(Arbeitsanweisungen)
a. Welche Arten von Proben analysierten die Forschenden laut dem Textauszug? Nennen Sie alle.
b. Schreiben Sie aus dem Textauszug alles von „Ein Forschungsteam um“ bis hinunter zu „jüngeren Menschen findet.“ wortgetreu ab.

(Textauszug)
- - - -

Ein Forschungsteam um Eloy Santos-Pujol (Josep Carreras Leukaemia Research Institute) untersuchte Branyas Morera noch zu Lebzeiten umfassend. Unter dem Kürzel "M116" analysierten die Forschenden Blut-, Speichel- und Gewebeproben. Die Ergebnisse, veröffentlicht in Cell Reports Medicine, fielen widersprüchlich aus: Einerseits zeigten sich typische Altersmerkmale wie verkürzte Telomere und ein geschwächtes Immunsystem.
Andererseits wies ihr Organismus ungewöhnlich jugendliche Eigenschaften auf, darunter seltene genetische Varianten, niedrige Entzündungswerte im Blut und ein Darmmikrobiom, das man sonst nur bei deutlich jüngeren Menschen findet.

- - - -

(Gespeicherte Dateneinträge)
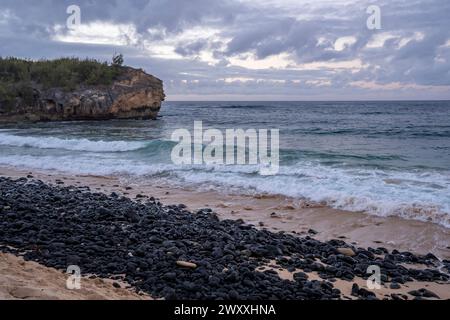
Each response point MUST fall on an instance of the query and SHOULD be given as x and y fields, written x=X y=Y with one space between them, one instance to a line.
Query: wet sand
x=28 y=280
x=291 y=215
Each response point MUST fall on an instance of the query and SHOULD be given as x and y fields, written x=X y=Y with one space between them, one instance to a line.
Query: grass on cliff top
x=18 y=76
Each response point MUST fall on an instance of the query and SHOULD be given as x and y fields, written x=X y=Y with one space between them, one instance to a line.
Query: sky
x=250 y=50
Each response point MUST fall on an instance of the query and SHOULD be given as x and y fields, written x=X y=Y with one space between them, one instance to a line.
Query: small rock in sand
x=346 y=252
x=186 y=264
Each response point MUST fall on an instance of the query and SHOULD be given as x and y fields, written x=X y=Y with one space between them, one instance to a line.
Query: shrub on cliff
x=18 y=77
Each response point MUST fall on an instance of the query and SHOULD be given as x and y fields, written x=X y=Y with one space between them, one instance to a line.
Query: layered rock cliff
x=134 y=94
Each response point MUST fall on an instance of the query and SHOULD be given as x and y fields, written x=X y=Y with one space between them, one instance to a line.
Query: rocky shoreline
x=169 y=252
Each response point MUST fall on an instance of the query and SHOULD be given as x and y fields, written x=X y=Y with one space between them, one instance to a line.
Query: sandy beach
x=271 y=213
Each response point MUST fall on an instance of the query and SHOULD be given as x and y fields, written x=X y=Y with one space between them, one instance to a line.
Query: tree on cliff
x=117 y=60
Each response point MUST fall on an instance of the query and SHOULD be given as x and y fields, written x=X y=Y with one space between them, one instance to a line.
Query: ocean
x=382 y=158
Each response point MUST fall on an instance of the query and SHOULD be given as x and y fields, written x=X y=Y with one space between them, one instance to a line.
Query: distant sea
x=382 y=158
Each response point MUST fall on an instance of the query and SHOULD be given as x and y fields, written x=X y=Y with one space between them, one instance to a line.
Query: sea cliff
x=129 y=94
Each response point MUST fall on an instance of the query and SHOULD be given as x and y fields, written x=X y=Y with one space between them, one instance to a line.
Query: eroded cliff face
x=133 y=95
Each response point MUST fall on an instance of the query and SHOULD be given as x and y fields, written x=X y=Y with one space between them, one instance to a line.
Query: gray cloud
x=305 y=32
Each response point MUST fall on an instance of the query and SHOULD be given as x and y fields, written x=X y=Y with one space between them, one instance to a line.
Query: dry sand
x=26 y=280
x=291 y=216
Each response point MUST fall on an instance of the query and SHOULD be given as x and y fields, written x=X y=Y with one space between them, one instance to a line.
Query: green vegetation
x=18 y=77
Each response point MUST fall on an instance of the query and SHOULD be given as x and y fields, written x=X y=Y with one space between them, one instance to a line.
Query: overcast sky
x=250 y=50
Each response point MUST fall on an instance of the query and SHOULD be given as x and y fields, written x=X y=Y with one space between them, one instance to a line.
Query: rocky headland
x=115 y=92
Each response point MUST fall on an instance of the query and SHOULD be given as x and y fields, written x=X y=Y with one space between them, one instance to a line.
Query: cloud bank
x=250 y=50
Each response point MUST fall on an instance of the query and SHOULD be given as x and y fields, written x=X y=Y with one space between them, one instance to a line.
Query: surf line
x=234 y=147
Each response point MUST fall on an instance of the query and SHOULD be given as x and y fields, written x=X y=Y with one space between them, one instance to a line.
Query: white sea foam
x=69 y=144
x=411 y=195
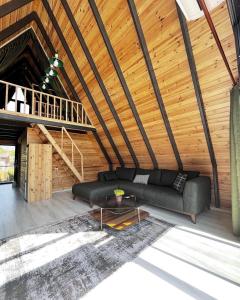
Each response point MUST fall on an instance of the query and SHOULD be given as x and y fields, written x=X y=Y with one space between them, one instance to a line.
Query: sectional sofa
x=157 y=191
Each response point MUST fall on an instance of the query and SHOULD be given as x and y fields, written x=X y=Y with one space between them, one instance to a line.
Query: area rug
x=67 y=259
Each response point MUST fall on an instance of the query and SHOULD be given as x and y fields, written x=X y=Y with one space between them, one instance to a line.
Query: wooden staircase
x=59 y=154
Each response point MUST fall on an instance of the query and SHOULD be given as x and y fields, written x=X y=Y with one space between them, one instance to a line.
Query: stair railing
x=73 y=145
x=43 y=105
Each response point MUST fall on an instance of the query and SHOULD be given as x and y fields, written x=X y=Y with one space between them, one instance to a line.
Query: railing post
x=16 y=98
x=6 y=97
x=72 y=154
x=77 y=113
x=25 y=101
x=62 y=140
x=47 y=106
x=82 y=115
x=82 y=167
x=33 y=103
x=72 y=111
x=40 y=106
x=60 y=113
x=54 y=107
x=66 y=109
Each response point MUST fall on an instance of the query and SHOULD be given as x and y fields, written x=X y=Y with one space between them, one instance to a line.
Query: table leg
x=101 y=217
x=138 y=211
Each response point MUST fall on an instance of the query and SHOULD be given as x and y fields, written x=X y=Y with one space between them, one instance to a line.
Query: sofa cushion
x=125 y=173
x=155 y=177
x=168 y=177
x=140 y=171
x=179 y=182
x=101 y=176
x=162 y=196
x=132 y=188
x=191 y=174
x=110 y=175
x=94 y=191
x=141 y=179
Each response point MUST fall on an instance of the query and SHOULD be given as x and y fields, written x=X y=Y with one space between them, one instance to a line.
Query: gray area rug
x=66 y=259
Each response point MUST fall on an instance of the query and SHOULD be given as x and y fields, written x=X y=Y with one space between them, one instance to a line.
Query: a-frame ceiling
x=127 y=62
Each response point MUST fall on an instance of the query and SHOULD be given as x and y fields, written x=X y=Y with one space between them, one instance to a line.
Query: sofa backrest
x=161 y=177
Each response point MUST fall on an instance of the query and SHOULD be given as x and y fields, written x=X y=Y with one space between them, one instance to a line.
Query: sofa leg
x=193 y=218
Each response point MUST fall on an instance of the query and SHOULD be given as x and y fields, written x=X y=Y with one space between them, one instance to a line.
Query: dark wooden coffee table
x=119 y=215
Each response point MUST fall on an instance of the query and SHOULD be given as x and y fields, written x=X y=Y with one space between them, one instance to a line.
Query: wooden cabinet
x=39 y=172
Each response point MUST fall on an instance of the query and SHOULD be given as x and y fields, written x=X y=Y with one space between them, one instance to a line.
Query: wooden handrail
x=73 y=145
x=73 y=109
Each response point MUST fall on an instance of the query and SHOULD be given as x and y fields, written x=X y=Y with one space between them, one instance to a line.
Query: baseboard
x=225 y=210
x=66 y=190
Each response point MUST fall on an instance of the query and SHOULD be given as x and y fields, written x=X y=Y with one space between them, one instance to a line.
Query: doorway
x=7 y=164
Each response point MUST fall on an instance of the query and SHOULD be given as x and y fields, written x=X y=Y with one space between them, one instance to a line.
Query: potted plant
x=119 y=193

- - - -

(Lösungen)
a. Blutproben, Speichelproben und Gewebeproben

b.
Ein Forschungsteam um Eloy Santos-Pujol (Josep Carreras Leukaemia Research Institute) untersuchte Branyas Morera noch zu Lebzeiten umfassend. Unter dem Kürzel "M116" analysierten die Forschenden Blut-, Speichel- und Gewebeproben. Die Ergebnisse, veröffentlicht in Cell Reports Medicine, fielen widersprüchlich aus: Einerseits zeigten sich typische Altersmerkmale wie verkürzte Telomere und ein geschwächtes Immunsystem.
Andererseits wies ihr Organismus ungewöhnlich jugendliche Eigenschaften auf, darunter seltene genetische Varianten, niedrige Entzündungswerte im Blut und ein Darmmikrobiom, das man sonst nur bei deutlich jüngeren Menschen findet.